TASK DIRECTIONS: Begin at the line that contains "Annotation task — mark the grey" and stop after the last of the entries; reproduce only those lines, substituting "rug" for every occurrence of "floor mat" and leaving everything else unchanged.

★ ★ ★

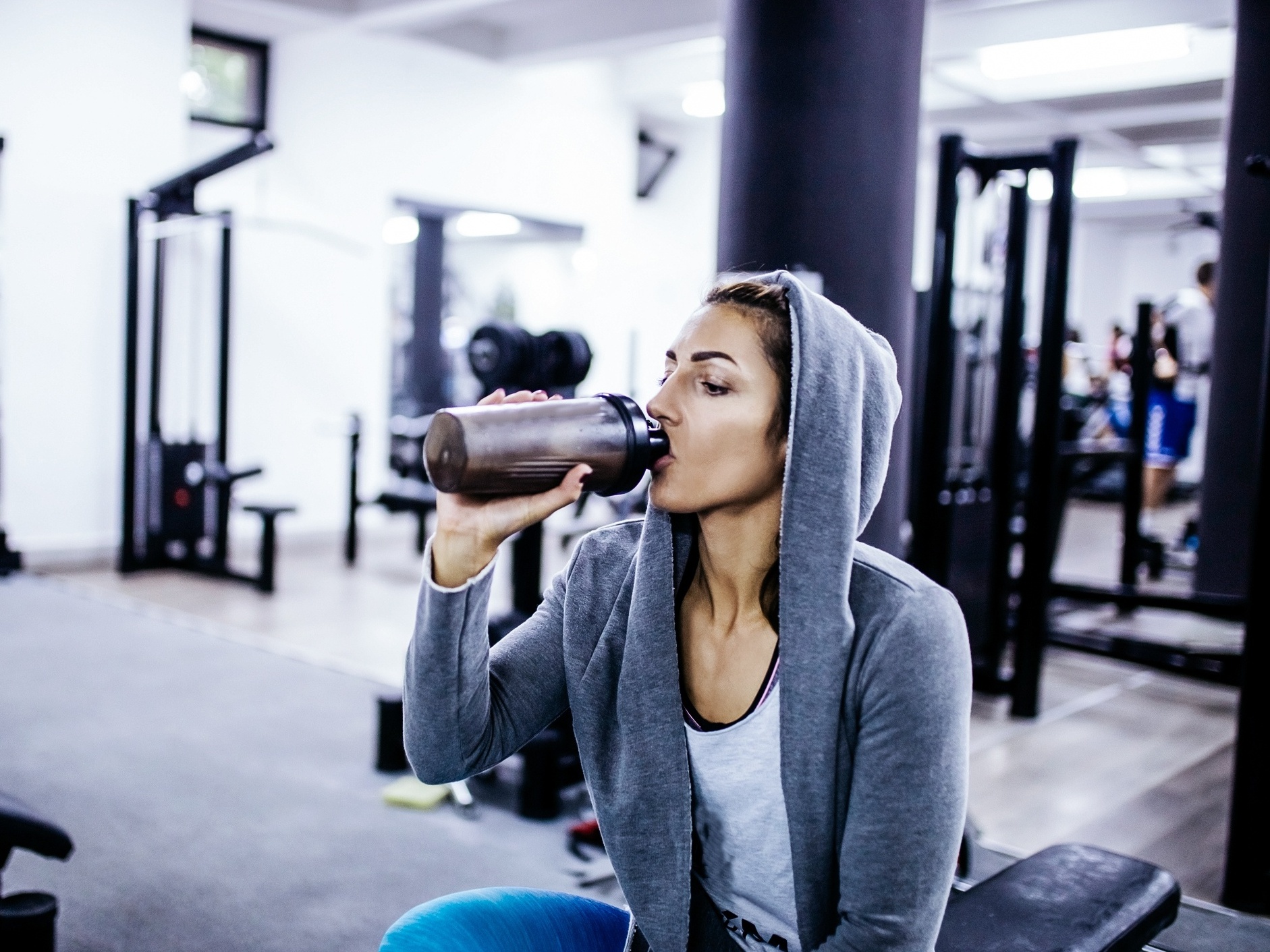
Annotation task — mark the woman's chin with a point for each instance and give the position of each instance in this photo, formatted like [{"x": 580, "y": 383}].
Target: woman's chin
[{"x": 665, "y": 498}]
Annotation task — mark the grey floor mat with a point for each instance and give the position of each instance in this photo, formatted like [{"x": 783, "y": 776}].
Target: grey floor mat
[{"x": 220, "y": 797}]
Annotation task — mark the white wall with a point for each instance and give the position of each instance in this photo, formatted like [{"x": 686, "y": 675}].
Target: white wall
[
  {"x": 89, "y": 112},
  {"x": 358, "y": 121},
  {"x": 1114, "y": 268}
]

★ ★ ★

EXERCISE RESPONSE:
Annotation task — mark the grey rug with a point for each instance and give the position of each instance in this photo, formatted like [{"x": 783, "y": 776}].
Target: grey rug
[{"x": 220, "y": 797}]
Annotation task — mark the white wall with a point for each instance and give the position of each instance in this photo, formatted like [{"x": 686, "y": 675}].
Target: white wall
[
  {"x": 89, "y": 112},
  {"x": 358, "y": 121},
  {"x": 1114, "y": 268}
]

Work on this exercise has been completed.